**WORK INSTRUCTIONS:** Give the lines from the one containing "of the shrub" up to and including the last line of the items as a Markdown table. Use two columns, Row (a running number) and Line (the line itself), and leave out blank lines.

———

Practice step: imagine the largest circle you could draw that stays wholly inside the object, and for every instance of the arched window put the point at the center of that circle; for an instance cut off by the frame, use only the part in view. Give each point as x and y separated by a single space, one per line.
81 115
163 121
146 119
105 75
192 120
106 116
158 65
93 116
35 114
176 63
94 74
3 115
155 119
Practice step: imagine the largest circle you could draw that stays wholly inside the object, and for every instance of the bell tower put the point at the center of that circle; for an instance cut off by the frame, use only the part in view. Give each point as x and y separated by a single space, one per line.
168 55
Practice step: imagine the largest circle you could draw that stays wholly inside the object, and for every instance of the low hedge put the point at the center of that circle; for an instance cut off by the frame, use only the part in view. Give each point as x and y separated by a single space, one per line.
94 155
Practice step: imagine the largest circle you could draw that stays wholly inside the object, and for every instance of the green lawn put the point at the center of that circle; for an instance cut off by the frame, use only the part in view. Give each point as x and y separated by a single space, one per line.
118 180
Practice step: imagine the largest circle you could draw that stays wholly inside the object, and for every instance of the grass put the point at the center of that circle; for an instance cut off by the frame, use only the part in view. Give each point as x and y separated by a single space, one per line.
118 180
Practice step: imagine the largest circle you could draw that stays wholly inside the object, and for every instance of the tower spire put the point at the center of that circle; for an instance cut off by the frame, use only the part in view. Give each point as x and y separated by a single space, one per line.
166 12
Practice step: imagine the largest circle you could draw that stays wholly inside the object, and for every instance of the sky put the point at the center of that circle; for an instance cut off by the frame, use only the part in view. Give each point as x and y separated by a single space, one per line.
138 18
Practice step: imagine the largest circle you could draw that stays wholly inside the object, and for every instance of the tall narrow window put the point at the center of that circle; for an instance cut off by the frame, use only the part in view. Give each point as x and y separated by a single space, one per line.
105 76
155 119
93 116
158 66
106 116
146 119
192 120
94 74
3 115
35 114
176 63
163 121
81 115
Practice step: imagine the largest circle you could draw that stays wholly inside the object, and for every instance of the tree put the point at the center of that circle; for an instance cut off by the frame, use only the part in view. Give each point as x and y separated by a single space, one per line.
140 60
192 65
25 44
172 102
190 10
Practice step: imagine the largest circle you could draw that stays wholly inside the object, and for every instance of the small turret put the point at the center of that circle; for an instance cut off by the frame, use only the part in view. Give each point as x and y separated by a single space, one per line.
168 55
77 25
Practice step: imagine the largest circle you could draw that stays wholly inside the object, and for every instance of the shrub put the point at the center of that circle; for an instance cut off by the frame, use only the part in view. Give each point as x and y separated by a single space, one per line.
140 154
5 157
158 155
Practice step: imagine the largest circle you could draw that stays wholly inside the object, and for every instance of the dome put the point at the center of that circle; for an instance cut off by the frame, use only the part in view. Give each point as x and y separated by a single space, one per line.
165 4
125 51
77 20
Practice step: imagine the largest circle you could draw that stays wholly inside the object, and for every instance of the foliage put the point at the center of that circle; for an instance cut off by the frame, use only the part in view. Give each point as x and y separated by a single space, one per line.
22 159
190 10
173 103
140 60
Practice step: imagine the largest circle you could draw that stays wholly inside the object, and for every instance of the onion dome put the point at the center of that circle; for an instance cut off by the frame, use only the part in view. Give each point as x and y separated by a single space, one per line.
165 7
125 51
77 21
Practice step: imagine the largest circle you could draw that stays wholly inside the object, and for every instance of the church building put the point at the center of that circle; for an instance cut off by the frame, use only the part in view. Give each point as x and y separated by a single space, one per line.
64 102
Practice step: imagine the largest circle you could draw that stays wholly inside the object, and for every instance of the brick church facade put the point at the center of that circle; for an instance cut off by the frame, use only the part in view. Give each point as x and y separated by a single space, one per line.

———

**TASK ANSWER:**
| Row | Line |
|---|---|
| 1 | Practice step: imagine the largest circle you could draw that stays wholly inside the object, and for every instance of the shrub put the point at the center of that circle; for an instance cut off by the frame, use only the part in view. Give each point as x and y separated by a single space, one per line. |
| 2 | 140 154 |
| 3 | 5 157 |
| 4 | 158 155 |
| 5 | Practice step: imagine the largest circle you could draw that stays wholly inside the object, and for every instance of the dome put the point at the center of that circle; for an instance cut off by the frame, use only the part in view. Give each point as x and y separated by a single space, one per line. |
| 6 | 165 4 |
| 7 | 125 51 |
| 8 | 77 20 |
| 9 | Practice step: imagine the largest circle you could draw that stays wholly inside the object, and for every instance of the foliage put the point at the center of that circle; for an instance cut off by the frame, use only the part in view. Give each point as x and y separated by a single space, one per line. |
| 10 | 22 159 |
| 11 | 190 10 |
| 12 | 173 103 |
| 13 | 140 60 |
| 14 | Practice step: imagine the largest circle you could draw that stays wholly inside the object, and for every instance of the onion dome put the point at the center of that circle; for an instance cut off by the frame, use only the part in view. Give each point as x and y separated by a single space, one per line. |
| 15 | 165 7 |
| 16 | 125 51 |
| 17 | 77 21 |
| 18 | Practice step: imagine the largest circle you could draw that stays wholly inside the object, and for every instance of the church building put the point at the center of that circle; for an instance cut off by the frame, use only the part in view. Give each point as x and y separated by a single space, one per line. |
| 19 | 64 102 |
| 20 | Practice step: imagine the largest circle you could draw that stays wholly inside the object, and for every instance of the brick church facade put the point at the center of that circle; for an instance cut off by the frame, use only the part in view. Give each point as x and y separated by a single space, one per line. |